-- Start --

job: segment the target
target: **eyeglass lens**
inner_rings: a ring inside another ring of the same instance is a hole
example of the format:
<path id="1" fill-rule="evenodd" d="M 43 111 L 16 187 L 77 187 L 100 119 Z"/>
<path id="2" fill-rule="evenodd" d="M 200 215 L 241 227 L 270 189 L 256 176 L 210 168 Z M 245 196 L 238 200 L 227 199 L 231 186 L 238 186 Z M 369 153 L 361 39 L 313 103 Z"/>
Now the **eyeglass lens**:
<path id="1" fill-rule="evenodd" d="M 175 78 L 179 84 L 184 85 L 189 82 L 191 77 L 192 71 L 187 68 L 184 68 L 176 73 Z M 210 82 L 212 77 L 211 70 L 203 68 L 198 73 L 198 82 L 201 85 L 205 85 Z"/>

-- End --

▶ Short exercise: Rewrite all of the lines above as a Markdown table with two columns, Row and Line, that gives each line its row number. Leave out any blank lines.

▶ Result of this exercise:
| Row | Line |
|---|---|
| 1 | job: segment the target |
| 2 | target: **eyeglass lens** |
| 3 | inner_rings: a ring inside another ring of the same instance is a hole |
| 4 | example of the format: |
| 5 | <path id="1" fill-rule="evenodd" d="M 43 111 L 16 187 L 77 187 L 100 119 Z"/> |
| 6 | <path id="2" fill-rule="evenodd" d="M 200 215 L 241 227 L 270 189 L 256 176 L 210 168 Z M 245 196 L 238 200 L 227 199 L 231 186 L 238 186 Z M 369 153 L 361 39 L 313 103 Z"/> |
| 7 | Now the **eyeglass lens**: |
| 8 | <path id="1" fill-rule="evenodd" d="M 175 78 L 179 84 L 184 85 L 189 82 L 191 77 L 192 71 L 187 68 L 184 68 L 176 73 Z M 210 82 L 212 77 L 211 70 L 203 68 L 198 73 L 198 82 L 201 85 L 205 85 Z"/> |